» **MATERIALS PROVIDED**
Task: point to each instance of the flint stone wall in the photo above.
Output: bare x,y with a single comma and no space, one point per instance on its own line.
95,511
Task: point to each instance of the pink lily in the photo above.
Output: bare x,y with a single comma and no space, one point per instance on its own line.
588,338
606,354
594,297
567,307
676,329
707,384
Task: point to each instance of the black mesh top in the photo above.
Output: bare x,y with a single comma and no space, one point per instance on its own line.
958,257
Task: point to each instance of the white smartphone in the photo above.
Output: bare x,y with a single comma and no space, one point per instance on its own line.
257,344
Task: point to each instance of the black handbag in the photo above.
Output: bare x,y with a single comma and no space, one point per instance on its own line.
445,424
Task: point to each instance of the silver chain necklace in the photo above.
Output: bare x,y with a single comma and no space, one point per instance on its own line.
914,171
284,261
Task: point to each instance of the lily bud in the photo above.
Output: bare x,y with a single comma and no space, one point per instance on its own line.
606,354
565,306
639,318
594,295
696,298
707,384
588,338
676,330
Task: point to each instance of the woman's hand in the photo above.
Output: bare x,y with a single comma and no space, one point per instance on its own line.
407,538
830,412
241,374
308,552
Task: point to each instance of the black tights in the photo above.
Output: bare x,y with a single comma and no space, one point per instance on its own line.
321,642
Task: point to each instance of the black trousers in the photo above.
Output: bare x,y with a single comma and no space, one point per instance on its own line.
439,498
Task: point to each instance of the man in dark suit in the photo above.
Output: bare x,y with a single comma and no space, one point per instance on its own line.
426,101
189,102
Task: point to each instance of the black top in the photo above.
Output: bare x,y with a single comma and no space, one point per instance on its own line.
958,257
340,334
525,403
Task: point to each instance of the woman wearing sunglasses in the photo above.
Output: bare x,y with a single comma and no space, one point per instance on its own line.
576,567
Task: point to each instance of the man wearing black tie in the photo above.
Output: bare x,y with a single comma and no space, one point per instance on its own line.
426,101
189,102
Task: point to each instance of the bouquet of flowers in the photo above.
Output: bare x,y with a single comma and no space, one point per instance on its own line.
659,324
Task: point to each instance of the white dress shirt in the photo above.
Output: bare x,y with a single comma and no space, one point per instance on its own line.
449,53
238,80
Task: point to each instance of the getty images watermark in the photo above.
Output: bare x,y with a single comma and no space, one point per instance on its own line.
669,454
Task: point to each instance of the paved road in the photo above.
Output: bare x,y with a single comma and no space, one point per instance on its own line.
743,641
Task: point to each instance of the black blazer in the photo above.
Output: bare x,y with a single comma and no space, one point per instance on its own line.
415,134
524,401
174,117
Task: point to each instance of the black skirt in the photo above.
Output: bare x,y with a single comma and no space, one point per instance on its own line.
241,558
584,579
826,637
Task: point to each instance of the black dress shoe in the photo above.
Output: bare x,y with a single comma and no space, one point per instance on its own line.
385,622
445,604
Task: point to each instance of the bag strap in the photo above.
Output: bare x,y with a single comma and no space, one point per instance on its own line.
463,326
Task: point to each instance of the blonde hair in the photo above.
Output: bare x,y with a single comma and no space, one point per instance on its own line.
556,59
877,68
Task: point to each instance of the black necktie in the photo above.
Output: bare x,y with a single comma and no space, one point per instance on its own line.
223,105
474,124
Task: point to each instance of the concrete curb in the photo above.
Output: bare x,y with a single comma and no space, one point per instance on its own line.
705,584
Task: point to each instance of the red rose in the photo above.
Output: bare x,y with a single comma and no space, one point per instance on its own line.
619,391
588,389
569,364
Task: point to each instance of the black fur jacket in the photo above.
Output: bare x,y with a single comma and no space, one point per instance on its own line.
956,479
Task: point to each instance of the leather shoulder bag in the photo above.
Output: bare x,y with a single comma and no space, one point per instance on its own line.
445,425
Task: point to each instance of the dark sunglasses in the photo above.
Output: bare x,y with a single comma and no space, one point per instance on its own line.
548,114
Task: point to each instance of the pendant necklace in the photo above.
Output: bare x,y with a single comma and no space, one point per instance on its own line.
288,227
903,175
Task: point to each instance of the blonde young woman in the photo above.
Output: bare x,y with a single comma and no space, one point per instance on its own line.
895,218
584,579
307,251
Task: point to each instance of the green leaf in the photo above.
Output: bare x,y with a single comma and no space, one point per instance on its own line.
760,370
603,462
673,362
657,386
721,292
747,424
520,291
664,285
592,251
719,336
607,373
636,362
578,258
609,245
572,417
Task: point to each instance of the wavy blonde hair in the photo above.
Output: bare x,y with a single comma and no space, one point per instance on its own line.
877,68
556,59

» **WORK TO COMPLETE**
Copy the material above, line for line.

» **TASK RESULT**
Task: point to each instance of the flint stone wall in the photo above.
Output: bare x,y with a single comma and no space, one point per instance on its own line.
95,511
Task: point to each instance of the pink lily in the photo above.
Output: bare x,y with a single comma and no space, one point per instance on its own line.
588,338
606,354
594,297
567,307
676,329
707,384
Task: point to each instance of the black mesh top in the photo above.
Output: bare x,y with a single comma and no space, one point per instance on its own line.
958,257
Task: point to each instance of the white smartphone in the photo above.
Output: bare x,y with a single comma and no space, one point per instance on its own line.
257,344
Task: point to each instance of the black handbag in the photo above.
Output: bare x,y with a single comma and no space, one point per instance on its own line.
445,424
Task: point to each instance of the silver chain necklace in the photo above.
Output: bare x,y with a single comma and no space, one point per instance on its own line.
914,171
284,261
Task: point to each instance of the lily bud in the photo above.
Output: bare x,y with a single comma and no space, one point per instance on its own line.
606,354
565,306
639,318
594,295
696,298
707,384
588,338
676,330
Task: point to each instance of the woman's hand in the photo above.
Output: bare x,y with a single comma and no space, one point per instance on its own line.
407,538
830,412
241,374
308,552
Task: point to each instance of the black tights in the photo above.
Output: bare x,y with a single comma and no space, one point per instance on its own line.
321,642
Task: point to each instance of the black trousers in the photo above.
Output: bare x,y with a single comma and no space, one point per instance on its own line.
439,498
Task: point to each instance of the man in dark suit in the photo above.
Output: bare x,y with a single comma and no space, one point per instance on its own line.
426,101
189,102
Task: point to each instance of the black top in the photo above.
Output: bare x,y with a single comma and no space, one point per instance on its own line.
958,257
340,334
525,403
Task: point to each instance of the woman wearing sunglasses in the photo above.
Output: bare x,y with a single comma and no space, one point per instance on its own line.
576,567
Task: point to each instance of the man wearing black tie in the photo above.
Output: bare x,y with a single comma and no space, one point per instance on its own line.
426,101
189,102
Task: point to each instance of the bouquet of flowers in the photo above.
Output: bare x,y with a single comma and no space, one point per instance on its own line.
659,324
Task: point to each instance of the white dress shirt in the photo above.
Output: bare x,y with a single comma and no space, one point per instance on its own line.
449,53
238,80
Task: point to each instance of the getty images watermark in the photo above.
Output: bare x,y with a single comma and no space, one point per instance on its own line.
669,454
Task: point to each instance of the paved road in the photo above.
Output: bare x,y with a single comma and no space, one point per instance on its own line.
743,641
Task: point to each instance of the black blazer in the photo above.
Output: bare x,y with a single comma and no space, one point per instance on its own line.
415,134
524,401
174,117
Task: point to each instance of the black skirt in the photo above.
Output: bare x,y with a single comma and no space, one point per instance on its own line.
241,558
584,579
826,637
Task: point to each instance of the black dress shoe in the photo above.
Output: bare x,y with a single comma and no space, one point per instance on its own line.
385,622
445,604
Task: point to each instance of the bag strap in the photo above.
Output: bare x,y with a single comma and no space, one point per instance on its own line.
463,326
Task: point to each instance of the blonde hair in the photo above.
Output: bare x,y with a single comma and no space, one point per instance on its own line.
556,59
877,68
Task: point to each instance of the black necktie in the photo above.
Output: bare x,y with a single comma and no space, one point per instance on its own line.
223,105
474,124
Task: point to each instance of the concrete curb in the photo above.
Output: bare x,y with a single comma and no space, one point per instance on its own line.
705,584
Task: point to each instance of the red rose in the photo above.
Output: bare x,y with a single comma and no space, one point per instance on its own line.
619,391
588,389
569,364
Task: point to each instance of the black fur jacket in the photo above.
Output: bare x,y with a single comma and no space, one point per instance on its own line.
956,479
Task: point to each instance of the leather shoulder bag in the photo above.
Output: bare x,y with a single comma and no space, one point per instance on its own line.
445,425
Task: point to each instance of the dark sunglasses in the photo above.
Output: bare x,y with a single comma and no space, one point per instance on its own line.
548,114
Task: point to each instance of the pendant necklace in the photo above.
Output: bare x,y with a single comma and no space, one point per instance on its own line.
288,227
903,175
Task: point to each instance of the blonde young woman in the photo above.
Output: bare x,y with a single comma and no space, one point per instance on its own line.
895,218
584,579
307,251
Task: point to each instance of the green leaf in the photo above.
Output: bare x,y with a single comma and no space, one point per instance on its own line.
760,370
603,462
673,362
657,386
721,292
747,424
520,291
664,285
592,251
719,336
607,373
636,362
578,258
609,245
572,417
Task: point to each instance of the wavy blonde hair in the photo above.
Output: bare x,y with a single comma and no space, one point per instance on its own line.
877,68
556,59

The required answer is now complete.